Records provided.
>>>>>

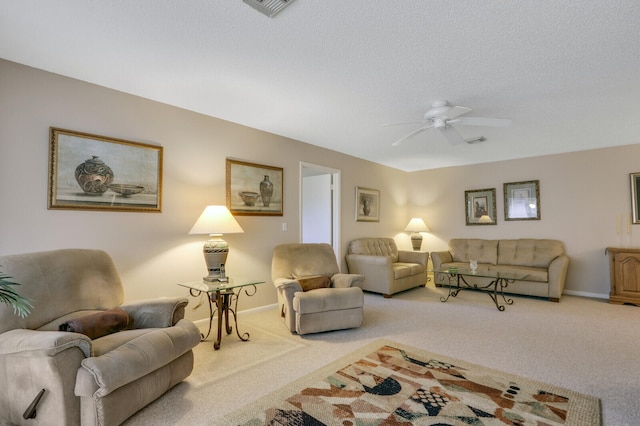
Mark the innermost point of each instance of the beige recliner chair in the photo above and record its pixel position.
(336, 301)
(387, 270)
(90, 382)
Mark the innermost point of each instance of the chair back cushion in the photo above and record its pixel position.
(375, 247)
(59, 282)
(465, 249)
(303, 260)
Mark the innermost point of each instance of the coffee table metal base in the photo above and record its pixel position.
(494, 289)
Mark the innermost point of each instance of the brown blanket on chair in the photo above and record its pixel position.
(98, 324)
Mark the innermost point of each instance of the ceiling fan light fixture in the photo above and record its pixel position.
(268, 7)
(472, 141)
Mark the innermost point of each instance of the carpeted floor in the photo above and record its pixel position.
(588, 346)
(386, 383)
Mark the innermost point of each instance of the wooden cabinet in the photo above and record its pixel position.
(624, 267)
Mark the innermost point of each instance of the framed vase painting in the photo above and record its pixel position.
(254, 189)
(522, 200)
(91, 172)
(480, 206)
(367, 205)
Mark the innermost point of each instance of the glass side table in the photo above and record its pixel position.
(224, 296)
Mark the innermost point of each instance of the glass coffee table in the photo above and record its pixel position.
(224, 296)
(497, 282)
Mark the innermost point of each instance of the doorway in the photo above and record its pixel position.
(320, 205)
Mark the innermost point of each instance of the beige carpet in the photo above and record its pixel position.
(585, 345)
(387, 383)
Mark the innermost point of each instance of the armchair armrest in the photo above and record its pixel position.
(421, 257)
(347, 280)
(155, 313)
(44, 343)
(440, 257)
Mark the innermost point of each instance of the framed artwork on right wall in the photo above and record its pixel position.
(522, 200)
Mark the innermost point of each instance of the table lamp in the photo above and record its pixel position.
(416, 226)
(215, 221)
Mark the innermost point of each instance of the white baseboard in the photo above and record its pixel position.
(586, 294)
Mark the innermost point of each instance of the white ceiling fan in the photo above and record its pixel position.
(442, 116)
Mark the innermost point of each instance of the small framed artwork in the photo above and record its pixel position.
(91, 172)
(635, 197)
(367, 205)
(254, 189)
(522, 200)
(480, 206)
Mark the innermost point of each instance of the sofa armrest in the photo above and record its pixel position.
(30, 343)
(557, 276)
(440, 257)
(155, 313)
(421, 257)
(347, 280)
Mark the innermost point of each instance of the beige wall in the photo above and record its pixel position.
(582, 195)
(153, 250)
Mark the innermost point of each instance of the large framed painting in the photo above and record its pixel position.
(522, 200)
(254, 189)
(367, 204)
(480, 206)
(91, 172)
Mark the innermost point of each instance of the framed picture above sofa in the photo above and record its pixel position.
(91, 172)
(480, 206)
(367, 204)
(522, 200)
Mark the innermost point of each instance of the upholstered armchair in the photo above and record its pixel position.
(387, 270)
(80, 380)
(329, 300)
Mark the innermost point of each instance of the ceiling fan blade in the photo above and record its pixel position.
(415, 132)
(401, 123)
(456, 111)
(483, 121)
(452, 135)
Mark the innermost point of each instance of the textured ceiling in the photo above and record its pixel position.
(329, 73)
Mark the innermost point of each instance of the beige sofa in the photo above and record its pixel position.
(386, 269)
(90, 382)
(544, 260)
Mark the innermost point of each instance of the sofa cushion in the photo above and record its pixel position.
(315, 282)
(402, 270)
(465, 249)
(375, 247)
(529, 252)
(98, 324)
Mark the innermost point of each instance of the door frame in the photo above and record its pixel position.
(335, 201)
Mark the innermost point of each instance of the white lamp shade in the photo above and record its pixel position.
(216, 220)
(416, 224)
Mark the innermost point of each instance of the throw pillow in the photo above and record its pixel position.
(98, 324)
(312, 283)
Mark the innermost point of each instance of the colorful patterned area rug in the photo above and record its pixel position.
(387, 383)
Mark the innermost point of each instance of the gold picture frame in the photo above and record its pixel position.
(254, 189)
(480, 206)
(367, 205)
(92, 172)
(635, 197)
(522, 200)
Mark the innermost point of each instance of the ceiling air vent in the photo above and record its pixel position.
(268, 7)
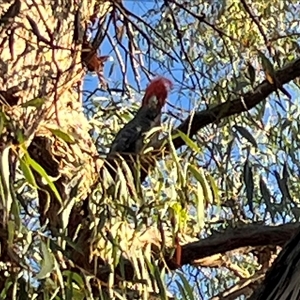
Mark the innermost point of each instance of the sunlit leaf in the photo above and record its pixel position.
(63, 135)
(246, 134)
(47, 264)
(249, 182)
(37, 103)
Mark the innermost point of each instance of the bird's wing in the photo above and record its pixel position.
(126, 139)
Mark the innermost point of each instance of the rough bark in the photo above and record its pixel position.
(282, 281)
(40, 61)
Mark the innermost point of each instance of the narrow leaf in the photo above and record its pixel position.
(249, 182)
(37, 103)
(246, 134)
(47, 262)
(62, 135)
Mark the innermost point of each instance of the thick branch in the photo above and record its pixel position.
(201, 119)
(251, 235)
(244, 103)
(282, 279)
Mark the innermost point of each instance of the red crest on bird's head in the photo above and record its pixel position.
(158, 87)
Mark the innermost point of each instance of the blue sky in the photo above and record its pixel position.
(91, 82)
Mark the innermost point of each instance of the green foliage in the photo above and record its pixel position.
(240, 170)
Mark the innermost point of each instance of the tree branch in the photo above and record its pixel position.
(233, 238)
(244, 103)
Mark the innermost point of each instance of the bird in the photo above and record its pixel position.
(130, 140)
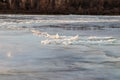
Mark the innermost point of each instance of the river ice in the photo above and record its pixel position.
(59, 47)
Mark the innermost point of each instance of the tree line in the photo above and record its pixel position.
(98, 7)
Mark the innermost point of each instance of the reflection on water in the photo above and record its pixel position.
(81, 48)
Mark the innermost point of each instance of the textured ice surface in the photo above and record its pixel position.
(50, 47)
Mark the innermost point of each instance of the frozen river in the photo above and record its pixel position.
(59, 47)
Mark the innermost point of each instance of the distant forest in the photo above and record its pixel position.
(87, 7)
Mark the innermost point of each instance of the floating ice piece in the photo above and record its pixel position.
(45, 42)
(74, 38)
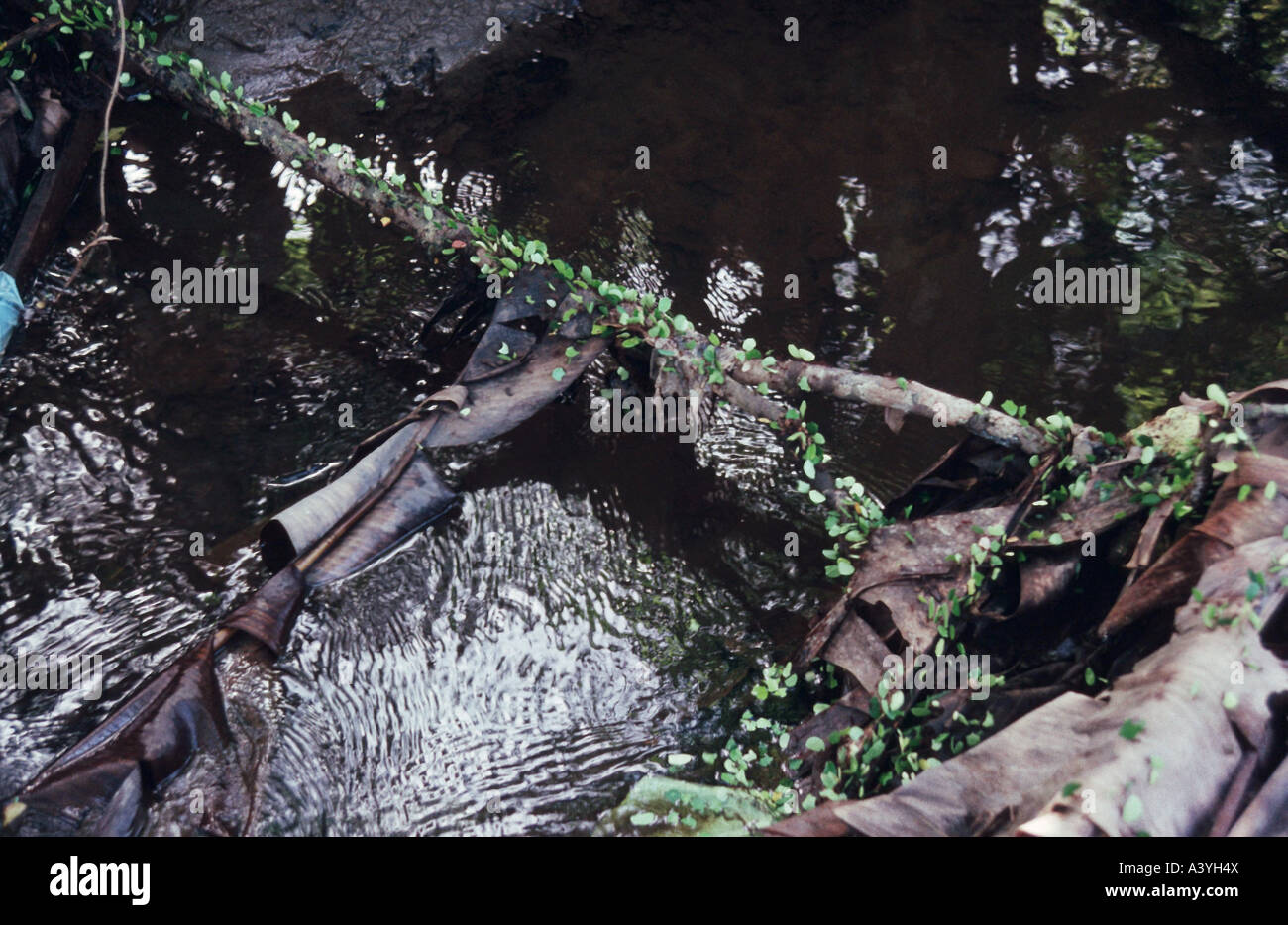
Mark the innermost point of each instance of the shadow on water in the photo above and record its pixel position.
(514, 668)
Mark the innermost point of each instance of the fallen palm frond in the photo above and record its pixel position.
(1177, 744)
(391, 491)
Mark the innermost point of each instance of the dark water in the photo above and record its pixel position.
(511, 670)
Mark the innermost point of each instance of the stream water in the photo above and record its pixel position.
(597, 599)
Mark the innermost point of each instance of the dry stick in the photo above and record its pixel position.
(421, 221)
(884, 392)
(101, 235)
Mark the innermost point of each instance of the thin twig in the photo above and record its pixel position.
(31, 33)
(107, 118)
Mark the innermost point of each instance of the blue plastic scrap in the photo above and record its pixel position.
(11, 308)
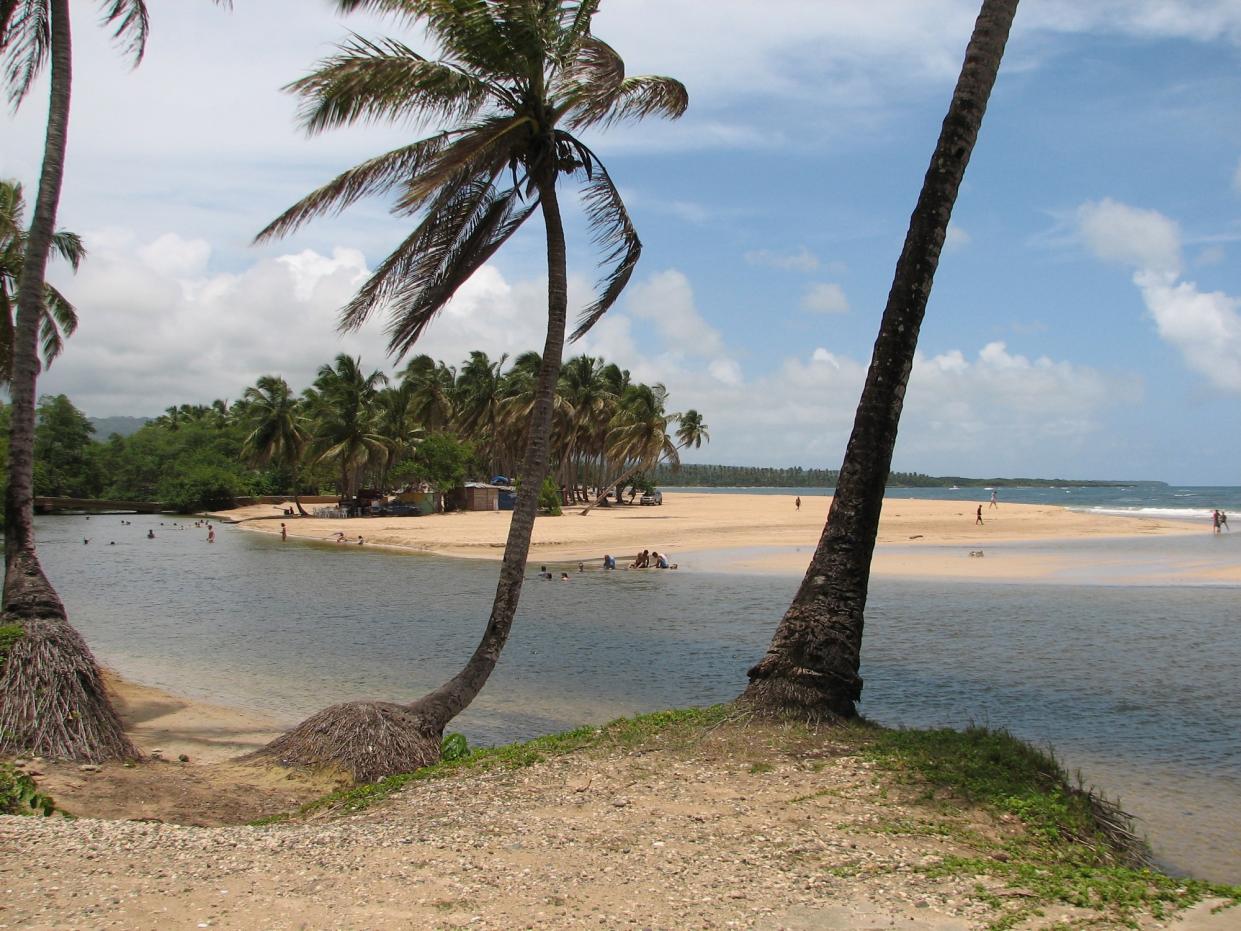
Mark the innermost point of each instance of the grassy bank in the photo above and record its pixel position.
(1029, 839)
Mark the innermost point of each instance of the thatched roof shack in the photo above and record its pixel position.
(474, 495)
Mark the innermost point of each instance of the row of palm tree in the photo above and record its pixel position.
(604, 427)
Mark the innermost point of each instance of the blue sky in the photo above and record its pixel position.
(1085, 320)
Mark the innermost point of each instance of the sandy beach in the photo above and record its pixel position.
(917, 538)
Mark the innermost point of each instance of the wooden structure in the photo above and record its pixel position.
(46, 505)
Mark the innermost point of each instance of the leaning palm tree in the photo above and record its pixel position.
(60, 317)
(278, 432)
(516, 81)
(51, 695)
(810, 667)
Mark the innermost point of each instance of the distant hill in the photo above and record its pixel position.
(125, 426)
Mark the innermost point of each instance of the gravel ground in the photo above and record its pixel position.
(669, 838)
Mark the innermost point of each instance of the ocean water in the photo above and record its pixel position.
(1157, 500)
(1134, 685)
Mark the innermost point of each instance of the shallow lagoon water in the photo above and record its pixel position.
(1134, 685)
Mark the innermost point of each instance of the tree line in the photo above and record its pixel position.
(354, 428)
(796, 477)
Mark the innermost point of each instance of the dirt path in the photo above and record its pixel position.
(722, 831)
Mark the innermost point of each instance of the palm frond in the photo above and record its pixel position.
(70, 247)
(612, 231)
(385, 80)
(25, 44)
(575, 22)
(590, 82)
(633, 98)
(372, 176)
(480, 150)
(449, 255)
(447, 216)
(130, 24)
(465, 30)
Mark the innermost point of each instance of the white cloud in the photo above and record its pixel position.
(956, 238)
(825, 298)
(667, 301)
(1141, 238)
(1204, 327)
(801, 261)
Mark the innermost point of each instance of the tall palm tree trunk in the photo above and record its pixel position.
(447, 701)
(375, 739)
(26, 590)
(810, 668)
(52, 699)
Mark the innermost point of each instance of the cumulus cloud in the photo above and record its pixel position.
(825, 298)
(801, 261)
(1205, 328)
(150, 339)
(667, 302)
(1132, 236)
(956, 238)
(159, 328)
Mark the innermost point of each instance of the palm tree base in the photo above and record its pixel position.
(55, 701)
(366, 740)
(799, 694)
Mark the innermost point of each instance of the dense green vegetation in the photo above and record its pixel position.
(354, 430)
(796, 477)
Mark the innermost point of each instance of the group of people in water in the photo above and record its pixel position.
(647, 559)
(150, 531)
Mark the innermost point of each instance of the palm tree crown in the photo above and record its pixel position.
(60, 317)
(515, 77)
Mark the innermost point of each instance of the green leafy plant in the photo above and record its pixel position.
(20, 795)
(454, 747)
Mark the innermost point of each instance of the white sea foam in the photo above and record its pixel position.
(1170, 513)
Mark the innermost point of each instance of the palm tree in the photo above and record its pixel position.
(278, 435)
(515, 80)
(60, 318)
(431, 386)
(810, 668)
(341, 405)
(479, 397)
(639, 435)
(396, 422)
(34, 34)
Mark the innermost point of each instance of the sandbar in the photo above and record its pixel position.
(763, 533)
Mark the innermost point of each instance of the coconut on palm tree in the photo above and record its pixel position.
(515, 83)
(810, 667)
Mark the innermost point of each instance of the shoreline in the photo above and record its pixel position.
(766, 534)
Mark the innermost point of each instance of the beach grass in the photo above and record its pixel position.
(1057, 843)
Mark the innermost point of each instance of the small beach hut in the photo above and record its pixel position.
(475, 495)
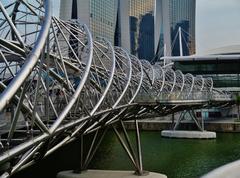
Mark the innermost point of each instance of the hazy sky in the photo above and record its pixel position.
(217, 23)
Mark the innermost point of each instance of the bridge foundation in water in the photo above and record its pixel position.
(107, 173)
(188, 134)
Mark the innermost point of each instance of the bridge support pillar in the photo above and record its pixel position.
(127, 145)
(199, 124)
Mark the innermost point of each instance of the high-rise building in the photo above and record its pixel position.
(99, 15)
(141, 19)
(183, 14)
(170, 16)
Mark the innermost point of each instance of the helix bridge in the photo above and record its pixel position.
(57, 84)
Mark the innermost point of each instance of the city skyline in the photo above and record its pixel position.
(215, 22)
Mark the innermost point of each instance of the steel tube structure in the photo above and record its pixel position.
(58, 84)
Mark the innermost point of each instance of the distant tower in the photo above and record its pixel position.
(99, 15)
(169, 16)
(182, 14)
(122, 33)
(141, 14)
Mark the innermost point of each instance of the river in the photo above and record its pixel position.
(177, 158)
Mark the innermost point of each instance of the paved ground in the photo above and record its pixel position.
(107, 174)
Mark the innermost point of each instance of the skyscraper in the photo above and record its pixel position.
(170, 15)
(99, 15)
(183, 14)
(141, 17)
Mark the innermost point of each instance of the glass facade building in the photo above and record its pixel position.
(141, 19)
(99, 15)
(182, 14)
(103, 18)
(171, 15)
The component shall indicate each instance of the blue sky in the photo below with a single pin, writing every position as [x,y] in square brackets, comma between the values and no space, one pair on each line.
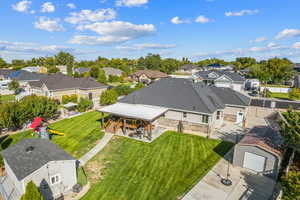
[196,29]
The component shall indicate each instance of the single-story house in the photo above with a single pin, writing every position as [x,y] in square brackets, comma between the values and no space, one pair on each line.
[175,102]
[82,70]
[221,79]
[260,151]
[218,67]
[4,74]
[147,76]
[109,71]
[188,68]
[57,85]
[51,169]
[24,77]
[62,69]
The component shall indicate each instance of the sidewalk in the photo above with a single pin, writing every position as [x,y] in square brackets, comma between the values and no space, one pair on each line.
[106,138]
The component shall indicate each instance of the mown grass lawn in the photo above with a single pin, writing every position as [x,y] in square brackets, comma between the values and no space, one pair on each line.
[164,169]
[81,134]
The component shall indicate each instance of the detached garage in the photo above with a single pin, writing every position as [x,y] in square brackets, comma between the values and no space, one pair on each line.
[260,151]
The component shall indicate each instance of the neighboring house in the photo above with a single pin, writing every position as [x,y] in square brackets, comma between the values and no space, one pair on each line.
[62,69]
[23,77]
[4,74]
[221,79]
[57,85]
[35,69]
[147,76]
[260,151]
[174,102]
[109,71]
[297,81]
[218,67]
[188,68]
[51,169]
[82,70]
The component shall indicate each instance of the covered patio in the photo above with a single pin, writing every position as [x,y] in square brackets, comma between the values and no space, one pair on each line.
[133,120]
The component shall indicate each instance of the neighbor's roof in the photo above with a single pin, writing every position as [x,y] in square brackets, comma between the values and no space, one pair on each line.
[265,138]
[22,75]
[135,111]
[232,75]
[151,73]
[60,81]
[24,162]
[189,67]
[6,72]
[184,94]
[112,71]
[82,70]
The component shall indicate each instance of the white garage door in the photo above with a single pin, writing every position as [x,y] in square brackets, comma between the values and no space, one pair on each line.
[254,162]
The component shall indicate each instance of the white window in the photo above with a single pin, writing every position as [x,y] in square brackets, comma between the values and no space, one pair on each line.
[55,179]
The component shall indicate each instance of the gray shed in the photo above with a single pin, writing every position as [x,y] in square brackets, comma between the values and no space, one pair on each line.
[260,151]
[51,168]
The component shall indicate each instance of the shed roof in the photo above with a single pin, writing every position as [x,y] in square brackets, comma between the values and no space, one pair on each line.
[135,111]
[29,155]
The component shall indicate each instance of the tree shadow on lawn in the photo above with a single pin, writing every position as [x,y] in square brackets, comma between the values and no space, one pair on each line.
[225,150]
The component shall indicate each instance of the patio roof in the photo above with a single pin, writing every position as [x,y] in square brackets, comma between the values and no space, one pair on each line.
[135,111]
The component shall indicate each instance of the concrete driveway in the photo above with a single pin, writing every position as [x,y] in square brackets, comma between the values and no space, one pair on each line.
[245,185]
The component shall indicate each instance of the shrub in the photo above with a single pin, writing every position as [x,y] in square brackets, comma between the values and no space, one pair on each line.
[108,97]
[73,98]
[294,93]
[32,192]
[291,186]
[84,104]
[65,99]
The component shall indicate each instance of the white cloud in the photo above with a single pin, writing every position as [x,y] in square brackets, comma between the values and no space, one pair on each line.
[71,5]
[131,3]
[296,45]
[202,19]
[147,46]
[48,7]
[22,6]
[288,33]
[259,39]
[91,16]
[47,24]
[241,13]
[177,20]
[113,32]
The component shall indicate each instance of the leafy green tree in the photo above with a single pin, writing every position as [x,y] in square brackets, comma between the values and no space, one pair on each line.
[13,85]
[65,99]
[108,97]
[94,72]
[291,186]
[101,77]
[294,93]
[32,192]
[84,104]
[3,64]
[74,98]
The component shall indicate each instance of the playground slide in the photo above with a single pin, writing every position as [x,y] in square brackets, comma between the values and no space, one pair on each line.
[55,132]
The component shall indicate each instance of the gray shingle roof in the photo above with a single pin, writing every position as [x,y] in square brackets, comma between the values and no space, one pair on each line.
[183,94]
[61,82]
[23,162]
[232,75]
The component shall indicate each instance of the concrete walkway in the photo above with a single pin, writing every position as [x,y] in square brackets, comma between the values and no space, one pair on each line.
[106,138]
[245,185]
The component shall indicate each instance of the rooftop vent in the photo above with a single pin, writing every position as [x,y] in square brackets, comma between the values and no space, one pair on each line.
[29,149]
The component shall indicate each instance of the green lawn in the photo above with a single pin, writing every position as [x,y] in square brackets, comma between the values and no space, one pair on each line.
[164,169]
[9,97]
[81,134]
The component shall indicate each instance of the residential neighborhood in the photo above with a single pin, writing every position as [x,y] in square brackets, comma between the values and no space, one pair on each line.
[150,100]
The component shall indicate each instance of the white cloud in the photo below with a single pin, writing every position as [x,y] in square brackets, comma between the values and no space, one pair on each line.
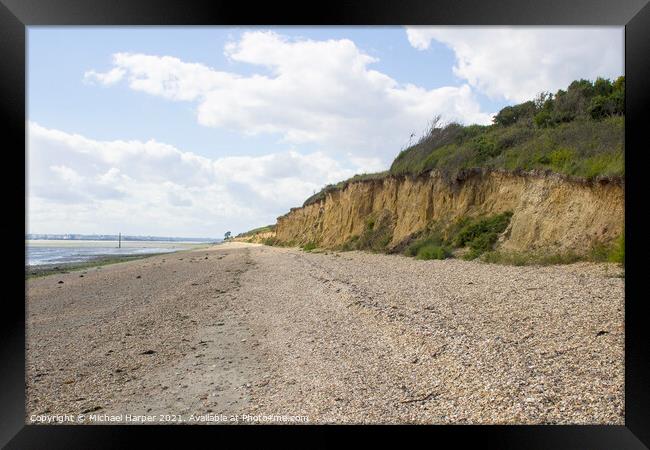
[306,91]
[517,63]
[77,184]
[108,78]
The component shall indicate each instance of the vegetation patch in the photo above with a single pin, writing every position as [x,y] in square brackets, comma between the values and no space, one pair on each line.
[577,132]
[254,231]
[530,258]
[481,234]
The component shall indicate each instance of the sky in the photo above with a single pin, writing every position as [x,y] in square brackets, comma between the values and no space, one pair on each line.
[195,131]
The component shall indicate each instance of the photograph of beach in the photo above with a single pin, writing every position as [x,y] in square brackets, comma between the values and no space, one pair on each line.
[325,225]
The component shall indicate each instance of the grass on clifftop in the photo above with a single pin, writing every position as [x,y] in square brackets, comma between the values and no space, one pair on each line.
[254,231]
[578,132]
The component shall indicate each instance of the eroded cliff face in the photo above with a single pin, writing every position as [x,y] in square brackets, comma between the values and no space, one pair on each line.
[550,212]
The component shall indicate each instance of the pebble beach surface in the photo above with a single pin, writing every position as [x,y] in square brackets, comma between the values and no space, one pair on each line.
[267,334]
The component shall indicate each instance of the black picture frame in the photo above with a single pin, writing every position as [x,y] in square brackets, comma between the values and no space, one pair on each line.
[16,15]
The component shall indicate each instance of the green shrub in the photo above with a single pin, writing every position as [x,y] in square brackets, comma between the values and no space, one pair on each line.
[617,253]
[531,258]
[474,229]
[431,251]
[270,241]
[432,240]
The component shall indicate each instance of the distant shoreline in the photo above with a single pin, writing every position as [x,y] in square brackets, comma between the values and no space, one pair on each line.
[41,270]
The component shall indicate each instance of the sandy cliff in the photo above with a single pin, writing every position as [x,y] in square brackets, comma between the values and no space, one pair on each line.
[550,212]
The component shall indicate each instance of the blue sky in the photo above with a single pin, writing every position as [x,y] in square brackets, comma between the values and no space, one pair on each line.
[196,131]
[59,56]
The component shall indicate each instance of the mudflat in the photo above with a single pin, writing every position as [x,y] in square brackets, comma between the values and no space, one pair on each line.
[264,332]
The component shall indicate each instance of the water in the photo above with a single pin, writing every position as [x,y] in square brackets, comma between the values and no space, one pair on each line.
[41,252]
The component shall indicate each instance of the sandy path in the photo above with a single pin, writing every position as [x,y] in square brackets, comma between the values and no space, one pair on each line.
[349,337]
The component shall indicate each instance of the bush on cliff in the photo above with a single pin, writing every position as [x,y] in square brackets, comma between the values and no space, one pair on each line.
[578,131]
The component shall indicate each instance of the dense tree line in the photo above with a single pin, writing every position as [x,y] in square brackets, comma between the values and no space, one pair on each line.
[582,99]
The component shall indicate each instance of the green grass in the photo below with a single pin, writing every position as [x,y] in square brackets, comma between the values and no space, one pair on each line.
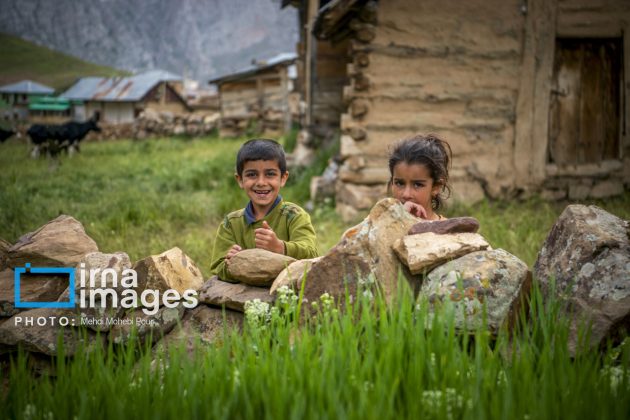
[140,197]
[22,59]
[367,362]
[146,197]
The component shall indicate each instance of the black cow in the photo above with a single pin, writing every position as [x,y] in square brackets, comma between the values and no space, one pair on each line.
[56,138]
[5,134]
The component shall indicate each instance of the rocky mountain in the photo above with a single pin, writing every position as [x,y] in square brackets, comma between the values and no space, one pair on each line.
[196,38]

<<<<<

Set exercise.
Output precisely the lines in the material above from the line containing "The component shall indicate each instance of the water" through its last line, and omit pictures.

Exercise output.
The component shall indicate each instance of the water in the photo above with a single pin, writing every position as [x,y] in square brackets, comma between the values and no space, one pair on each line.
[41,252]
The component shall indicate each instance of the sandy path in the photo above with a single pin, writing every position as [x,y] in square brackets, comma between the values and no space, one pair on each line.
[349,337]
The component shall indicate each instance of the bush on cliff in the photo above with a single pin, writing every position as [x,y] in square brackets, comma between the values and no space, one pair on each line.
[578,131]
The component shall indicate each instance of the dense tree line in the photo above with a single pin, writing every position as [x,y] in square brackets, comma between the values and no space, one pair on each line.
[582,99]
The component shall indicate each instance of the green grass in the photo below with a single pin, writing every position as [x,y] in square brackets, comma between the values and no space, one pair on each line.
[140,197]
[22,59]
[367,362]
[146,197]
The component shall indicate each instance of the black cow in the photo above with a single pin, writing every position as [x,y] in square brackets, comma between the values and no space, one pair on each line.
[56,138]
[5,134]
The component shall indicate each instance of the rocky mountain in the photo above with a single pin, writing every position as [x,y] in square brackets, comma between the values and no space, one pair on each line.
[196,38]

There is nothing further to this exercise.